II. Example Operational Environment
[0033] FIG. 3 discloses an example environment that will be
utilized for explaining the various embodiments of the present
invention. While a TV white space system will be utilized for the
sake of example herein, the various example implementations of the
present invention that will be disclosed below are not strictly
limited only to this operational environment. As a result, various
embodiments of the present invention may be applied to different
situations that may have somewhat similar characteristics. For
instance, such scenarios may include one or more apparatuses
interacting wirelessly in an operational environment that is also
experiencing substantial signal activity due to other signal
sources that are also present in the environment.
[0034] FIG. 3 discloses a rudimentary white space system.
Initially, bandwidth 300 may be licensed to broadcasters 310.
Bandwidth 300 may be separated into channels that are used by
broadcasters 310 to send programming to TV 320. For example, each
channel may be used by a broadcaster 310 to transmit audio/visual
programming to TV 320. However, some of bandwidth 300 that is
licensed for TV programming may remain unused (e.g., there is no
broadcaster using the channel, other signal sources may create
interference within the frequency range that defines a channel,
etc.). This unused space is identified in FIG. 3 as white space
330. White space 330 may therefore comprise some licensed bandwidth
within bandwidth 300 that may be reallocated. TV white space (TVWS)
in the U.S. may comprise TV channels 21-51, 470 MHz to 698 MHz,
excluding channel 37. As a result, channels 21 to 36 and/or
channels 38 to 51 may be reallocated for other uses. An example use
for bandwidth 330 may be for unlicensed short-range wireless
communication, allowing close-proximity wireless networks to be
formed between apparatuses.

^^^^^^^^

(SHORT PROBLEM 1): In the listing, take the part that opens with the line containing "# test: point out the dense" and runs through the end of the listing, and give it again with "tree line" swapped for "row of trees", leaving everything else unchanged.
The white space excerpt and the listing are unrelated to each other.

^^^^^^^^

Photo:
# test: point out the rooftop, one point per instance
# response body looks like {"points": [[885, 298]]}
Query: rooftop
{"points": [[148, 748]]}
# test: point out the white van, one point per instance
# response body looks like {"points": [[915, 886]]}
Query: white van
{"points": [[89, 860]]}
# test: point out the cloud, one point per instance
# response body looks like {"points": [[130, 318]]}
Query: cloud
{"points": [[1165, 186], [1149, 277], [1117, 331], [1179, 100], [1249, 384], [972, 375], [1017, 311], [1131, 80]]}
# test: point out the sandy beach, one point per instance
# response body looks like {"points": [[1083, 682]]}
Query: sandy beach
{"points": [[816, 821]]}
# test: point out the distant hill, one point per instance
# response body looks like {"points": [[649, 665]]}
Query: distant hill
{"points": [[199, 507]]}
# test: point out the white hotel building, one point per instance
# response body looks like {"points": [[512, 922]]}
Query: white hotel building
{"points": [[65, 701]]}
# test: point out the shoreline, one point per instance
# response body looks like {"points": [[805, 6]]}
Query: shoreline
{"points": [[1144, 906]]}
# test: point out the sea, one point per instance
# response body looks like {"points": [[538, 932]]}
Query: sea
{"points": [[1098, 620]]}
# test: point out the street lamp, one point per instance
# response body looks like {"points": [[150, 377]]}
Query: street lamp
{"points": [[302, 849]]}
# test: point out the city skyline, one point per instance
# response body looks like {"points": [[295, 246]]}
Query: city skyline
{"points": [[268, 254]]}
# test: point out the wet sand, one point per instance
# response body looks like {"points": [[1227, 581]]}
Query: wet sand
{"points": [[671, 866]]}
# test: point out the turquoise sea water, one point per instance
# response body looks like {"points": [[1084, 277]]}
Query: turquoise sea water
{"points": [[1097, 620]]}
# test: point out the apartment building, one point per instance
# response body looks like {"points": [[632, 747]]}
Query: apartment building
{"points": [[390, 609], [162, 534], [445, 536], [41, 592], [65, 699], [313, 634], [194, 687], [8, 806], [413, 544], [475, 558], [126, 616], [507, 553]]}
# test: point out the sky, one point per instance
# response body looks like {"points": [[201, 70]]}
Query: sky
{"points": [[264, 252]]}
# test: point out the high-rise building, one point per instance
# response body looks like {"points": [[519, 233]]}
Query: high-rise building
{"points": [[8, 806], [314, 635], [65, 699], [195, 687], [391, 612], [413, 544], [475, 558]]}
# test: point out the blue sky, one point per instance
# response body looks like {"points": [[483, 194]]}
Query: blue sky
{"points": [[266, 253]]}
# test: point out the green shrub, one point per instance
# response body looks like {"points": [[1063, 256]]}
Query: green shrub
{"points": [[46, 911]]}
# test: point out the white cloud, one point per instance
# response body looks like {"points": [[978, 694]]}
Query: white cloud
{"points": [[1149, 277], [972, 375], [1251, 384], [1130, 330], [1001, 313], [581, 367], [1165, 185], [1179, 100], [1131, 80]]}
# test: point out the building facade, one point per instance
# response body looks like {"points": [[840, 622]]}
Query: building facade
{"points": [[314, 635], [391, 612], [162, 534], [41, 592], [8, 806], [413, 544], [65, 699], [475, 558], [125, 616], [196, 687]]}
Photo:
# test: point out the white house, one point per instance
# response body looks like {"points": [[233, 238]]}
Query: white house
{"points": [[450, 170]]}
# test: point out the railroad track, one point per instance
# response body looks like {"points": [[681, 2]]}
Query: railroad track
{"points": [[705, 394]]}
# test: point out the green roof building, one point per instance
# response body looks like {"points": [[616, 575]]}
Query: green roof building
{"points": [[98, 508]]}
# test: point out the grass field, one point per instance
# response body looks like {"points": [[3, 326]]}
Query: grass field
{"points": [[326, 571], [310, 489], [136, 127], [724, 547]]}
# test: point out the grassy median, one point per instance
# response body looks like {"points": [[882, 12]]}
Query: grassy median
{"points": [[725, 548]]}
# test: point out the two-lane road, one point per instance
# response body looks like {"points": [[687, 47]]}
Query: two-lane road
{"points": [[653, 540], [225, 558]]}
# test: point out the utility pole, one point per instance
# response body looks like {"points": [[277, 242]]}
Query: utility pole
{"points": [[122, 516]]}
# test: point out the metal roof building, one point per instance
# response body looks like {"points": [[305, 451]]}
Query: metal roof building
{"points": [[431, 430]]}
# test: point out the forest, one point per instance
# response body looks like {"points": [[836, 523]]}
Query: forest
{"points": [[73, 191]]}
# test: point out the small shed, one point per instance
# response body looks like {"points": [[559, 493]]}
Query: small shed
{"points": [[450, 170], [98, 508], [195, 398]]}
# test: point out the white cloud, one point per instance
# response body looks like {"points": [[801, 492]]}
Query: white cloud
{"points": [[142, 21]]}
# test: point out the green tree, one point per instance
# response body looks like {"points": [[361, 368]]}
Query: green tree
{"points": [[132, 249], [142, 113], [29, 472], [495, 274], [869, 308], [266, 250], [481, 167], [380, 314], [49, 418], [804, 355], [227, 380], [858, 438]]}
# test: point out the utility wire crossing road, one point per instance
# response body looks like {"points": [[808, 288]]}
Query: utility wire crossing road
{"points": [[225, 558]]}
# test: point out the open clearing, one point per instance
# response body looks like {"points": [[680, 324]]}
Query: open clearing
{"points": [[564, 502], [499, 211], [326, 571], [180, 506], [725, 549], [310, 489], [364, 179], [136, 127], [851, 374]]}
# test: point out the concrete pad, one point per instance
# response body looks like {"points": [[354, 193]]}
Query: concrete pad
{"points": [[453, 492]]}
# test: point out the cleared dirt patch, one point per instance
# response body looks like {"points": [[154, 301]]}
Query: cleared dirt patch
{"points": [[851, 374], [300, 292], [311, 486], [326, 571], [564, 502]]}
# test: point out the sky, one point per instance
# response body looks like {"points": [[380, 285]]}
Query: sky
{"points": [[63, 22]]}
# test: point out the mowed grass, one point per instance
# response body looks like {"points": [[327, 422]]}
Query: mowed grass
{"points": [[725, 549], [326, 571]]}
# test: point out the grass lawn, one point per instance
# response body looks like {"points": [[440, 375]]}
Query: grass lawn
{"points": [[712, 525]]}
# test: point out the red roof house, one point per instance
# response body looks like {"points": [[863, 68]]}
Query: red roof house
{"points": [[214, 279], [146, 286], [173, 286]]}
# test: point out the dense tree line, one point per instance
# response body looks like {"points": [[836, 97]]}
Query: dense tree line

^^^^^^^^

(SHORT PROBLEM 2): Please continue the white space excerpt from where it stops.

(EXPECTED OUTPUT 1):
# test: point out the dense row of trees, one point per instance
# response body looks like {"points": [[836, 97]]}
Query: dense row of trees

(EXPECTED OUTPUT 2):
[0035] Now referring to FIG. 4A, the example of white space 330 as
an environment in which apparatuses may interact is explored
further. In TVWS network terminology there may be two categories of
apparatus: fixed and personal/portable. Fixed apparatuses 334 are
stationary, and thus, have a constant position over time.
Personal/portable devices are capable of moving, so their location
may vary over time. Furthermore, personal/portable devices are
categorized into PP Mode I apparatuses 334 and PP Mode II
apparatuses 336. PP Mode II devices 336 can initiate networks
(e.g., they can serve as access points in WLAN-type networks) as a
master device. PP Mode I devices 334 can only operate as clients of
TVWS networks, which may be controlled by either fixed apparatus
332 or PP Mode II device 336. Both fixed apparatuses 332 and
personal/portable Mode II devices 336 may utilize spectrum sensing
and database access to determine whether or not a channel is
occupied by a primary user. In addition, a "special" type of
apparatus (not pictured) may also be defined in TVWS networks. Such
special apparatuses may be portable and may rely only on spectrum
sensing to identify occupied channels.
[0036] Ideally, apparatuses 332, 224 and 336, as disclosed FIG. 4,
may interact freely via wireless communication as long as they
remain within the frequency range established for white space 330.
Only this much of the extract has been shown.